EXTRAIT CHOISI =
* * * * *

« Pour toute interview, il faut passer par mes galeries. Comment avez-vous eu mon contact ? » Ce n’est pas Daniel Buren, Sophie Calle ou un autre ténor du monde de l’art qui nous répond avec hauteur, mais un tout jeune artiste de 26 ans, Pol Taburet. Le grand public ne le connaît pas encore. Mais c’est déjà une vedette, assez sûr de lui pour décliner un entretien. « Pol Taburet, génie créature », titrait en juin Libération, ébloui par ses peintures pétries d’histoire de l’art et hantées de chimères. « La future star de la peinture française », avait déjà prédit, en 2020, un podcast des Inrocks.
Son ascension, il est vrai, est fulgurante. A 23 ans, avant même de passer son diplôme des Beaux-Arts de Cergy, il expose à la galerie Balice Hertling, une enseigne branchée du Marais, à Paris. Puis tout s’enchaîne : prix Reiffers Art Initiatives en 2022 et exposition personnelle au centre d’art Lafayette Anticipations, que fréquentent les têtes chercheuses de l’art.
Pol Taburet est aujourd’hui le grand favori du prix annuel de la Fondation Pernod Ricard, qui sera décerné le 20 octobre, pendant la foire Paris+ par Art Basel. Pour couronner le tout, le jeune précoce a rejoint les collections d’un faiseur de rois et de reines, François Pinault, dont les engouements sont scrutés de près.
Envol des prix
Ce type d’emballement n’a rien de récent. Collectionneurs, marchands et sourciers en tout genre ont toujours manifesté un appétit pour la chair – et la peinture – fraîche. Et, périodiquement, ce petit monde croit tenir son nouveau génie.
En 2007, le rôle d’enfant prodige a échu à Loris Gréaud, qui, à 28 ans, se voit confier les clés du Palais de Tokyo. La même année, Cyprien Gaillard, 27 ans, déboule dans le monde de l’art avec Desniansky Raion, une vidéo hypnotique nappée de musique électro qui fait tourner les têtes. La Fondation Louis Vuitton en achète un exemplaire, tout comme le puissant gérant de fonds spéculatifs américain Steve Cohen, qui l’offre au MoMA de New York. « Une bombe explosive », plébiscite Les Inrocks. « Un hérisson gracieux », complimente Libération, sous le charme d’un jeune surdoué qui a tout compris des codes de l’art et de la célébrité.
Ce qui est nouveau, c’est l’envol des prix de la précocité. Voilà encore quinze ans, quand un débutant affichait ses premiers essais à 10 000 euros, les collectionneurs écarquillaient les yeux. Aujourd’hui, c’est un ticket d’entrée normal, voire bas. D’après la base de données Artprice, le prix moyen des créateurs âgés de moins de 35 ans aux enchères se situait, en 2022, autour de 28 276 dollars (environ 27 000 euros), contre 8 025 dollars en 2012.

* * * * *

Entrées enregistrées =
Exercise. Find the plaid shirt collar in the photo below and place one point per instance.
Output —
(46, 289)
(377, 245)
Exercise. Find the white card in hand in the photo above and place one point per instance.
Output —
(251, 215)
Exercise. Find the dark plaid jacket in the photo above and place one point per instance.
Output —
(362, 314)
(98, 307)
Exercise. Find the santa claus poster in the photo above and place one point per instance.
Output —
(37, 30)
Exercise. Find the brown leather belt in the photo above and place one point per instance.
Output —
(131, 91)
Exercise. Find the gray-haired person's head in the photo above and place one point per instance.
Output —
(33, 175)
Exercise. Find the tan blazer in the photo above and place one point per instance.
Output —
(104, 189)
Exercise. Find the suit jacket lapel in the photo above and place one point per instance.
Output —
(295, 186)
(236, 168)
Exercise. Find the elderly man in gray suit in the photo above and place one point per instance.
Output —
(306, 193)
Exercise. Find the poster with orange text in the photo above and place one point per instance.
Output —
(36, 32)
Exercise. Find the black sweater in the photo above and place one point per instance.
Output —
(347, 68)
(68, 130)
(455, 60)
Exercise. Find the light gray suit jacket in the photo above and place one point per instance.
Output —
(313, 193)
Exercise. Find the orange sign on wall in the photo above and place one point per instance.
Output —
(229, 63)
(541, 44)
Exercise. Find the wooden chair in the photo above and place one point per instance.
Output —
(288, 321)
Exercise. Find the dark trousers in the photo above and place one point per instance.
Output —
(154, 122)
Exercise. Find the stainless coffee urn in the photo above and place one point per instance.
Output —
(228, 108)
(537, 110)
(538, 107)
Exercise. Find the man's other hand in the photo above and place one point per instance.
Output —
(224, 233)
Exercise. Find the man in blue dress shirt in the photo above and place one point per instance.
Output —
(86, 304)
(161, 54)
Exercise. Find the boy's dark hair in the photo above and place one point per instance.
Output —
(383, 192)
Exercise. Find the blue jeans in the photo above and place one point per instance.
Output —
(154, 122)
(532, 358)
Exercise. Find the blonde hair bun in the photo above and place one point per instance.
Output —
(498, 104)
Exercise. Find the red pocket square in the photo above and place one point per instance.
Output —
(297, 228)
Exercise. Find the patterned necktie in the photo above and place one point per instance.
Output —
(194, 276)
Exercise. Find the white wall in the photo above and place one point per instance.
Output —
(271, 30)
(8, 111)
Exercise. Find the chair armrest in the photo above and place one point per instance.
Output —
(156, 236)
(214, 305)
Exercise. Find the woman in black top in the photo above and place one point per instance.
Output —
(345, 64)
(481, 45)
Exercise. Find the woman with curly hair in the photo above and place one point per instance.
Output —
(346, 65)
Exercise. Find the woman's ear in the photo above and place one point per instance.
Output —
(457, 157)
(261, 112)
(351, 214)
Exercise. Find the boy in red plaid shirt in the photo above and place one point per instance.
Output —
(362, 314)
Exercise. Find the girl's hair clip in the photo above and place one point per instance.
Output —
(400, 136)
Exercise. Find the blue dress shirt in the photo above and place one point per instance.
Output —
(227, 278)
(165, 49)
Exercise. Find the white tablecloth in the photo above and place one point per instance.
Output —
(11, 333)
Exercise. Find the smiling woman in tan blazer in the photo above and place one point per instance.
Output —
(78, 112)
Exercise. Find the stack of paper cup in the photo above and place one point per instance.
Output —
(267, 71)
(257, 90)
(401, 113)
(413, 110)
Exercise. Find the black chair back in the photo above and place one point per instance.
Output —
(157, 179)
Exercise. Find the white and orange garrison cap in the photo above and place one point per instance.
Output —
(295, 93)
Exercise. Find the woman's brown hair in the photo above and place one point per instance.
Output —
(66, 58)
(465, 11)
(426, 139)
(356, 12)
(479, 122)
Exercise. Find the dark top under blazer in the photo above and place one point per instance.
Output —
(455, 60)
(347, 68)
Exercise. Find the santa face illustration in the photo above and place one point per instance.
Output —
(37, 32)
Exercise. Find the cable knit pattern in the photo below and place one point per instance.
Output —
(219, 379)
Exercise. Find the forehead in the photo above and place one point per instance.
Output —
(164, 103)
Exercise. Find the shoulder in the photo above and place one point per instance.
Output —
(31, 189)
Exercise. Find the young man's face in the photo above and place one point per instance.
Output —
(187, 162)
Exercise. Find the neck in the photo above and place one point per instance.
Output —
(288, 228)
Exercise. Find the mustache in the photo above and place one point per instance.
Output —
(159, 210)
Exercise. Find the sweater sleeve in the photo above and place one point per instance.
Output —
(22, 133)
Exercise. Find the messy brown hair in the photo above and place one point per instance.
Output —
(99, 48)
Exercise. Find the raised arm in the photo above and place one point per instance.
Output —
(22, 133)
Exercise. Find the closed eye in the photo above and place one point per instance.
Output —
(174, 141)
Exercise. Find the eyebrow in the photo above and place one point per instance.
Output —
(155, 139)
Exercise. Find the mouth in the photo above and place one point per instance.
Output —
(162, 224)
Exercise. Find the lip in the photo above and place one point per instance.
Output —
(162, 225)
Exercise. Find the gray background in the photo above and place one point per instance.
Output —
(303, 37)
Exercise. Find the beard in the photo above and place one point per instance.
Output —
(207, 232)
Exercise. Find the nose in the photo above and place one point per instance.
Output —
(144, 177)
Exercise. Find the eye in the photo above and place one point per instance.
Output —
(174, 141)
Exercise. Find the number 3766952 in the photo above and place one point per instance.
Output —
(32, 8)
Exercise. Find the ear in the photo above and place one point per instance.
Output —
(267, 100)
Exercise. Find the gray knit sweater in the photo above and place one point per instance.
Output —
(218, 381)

* * * * *

ACTIONS DEMANDÉES =
A: Reproduisez tel quel le passage de l'extrait qui va de « En 2007, le » à « de la célébrité. ».
B: Répondez, s'il vous plaît, à ces questions à partir de l'extrait :
(i) À quel âge Pol Taburet expose-t-il à la galerie Balice Hertling ?
(ii) À quelle date et pendant quel événement le prix annuel de la Fondation Pernod Ricard sera-t-il décerné ?
(iii) D'après Artprice, quel était en 2012 le prix moyen aux enchères des créateurs de moins de 35 ans ?
Appuyez-vous uniquement sur l'extrait.

VOS RÉPONSES ÉCRITES =
A:
En 2007, le rôle d’enfant prodige a échu à Loris Gréaud, qui, à 28 ans, se voit confier les clés du Palais de Tokyo. La même année, Cyprien Gaillard, 27 ans, déboule dans le monde de l’art avec Desniansky Raion, une vidéo hypnotique nappée de musique électro qui fait tourner les têtes. La Fondation Louis Vuitton en achète un exemplaire, tout comme le puissant gérant de fonds spéculatifs américain Steve Cohen, qui l’offre au MoMA de New York. « Une bombe explosive », plébiscite Les Inrocks. « Un hérisson gracieux », complimente Libération, sous le charme d’un jeune surdoué qui a tout compris des codes de l’art et de la célébrité.

B:
(i) À 23 ans.
(ii) Le 20 octobre, pendant la foire Paris+ par Art Basel.
(iii) 8 025 dollars.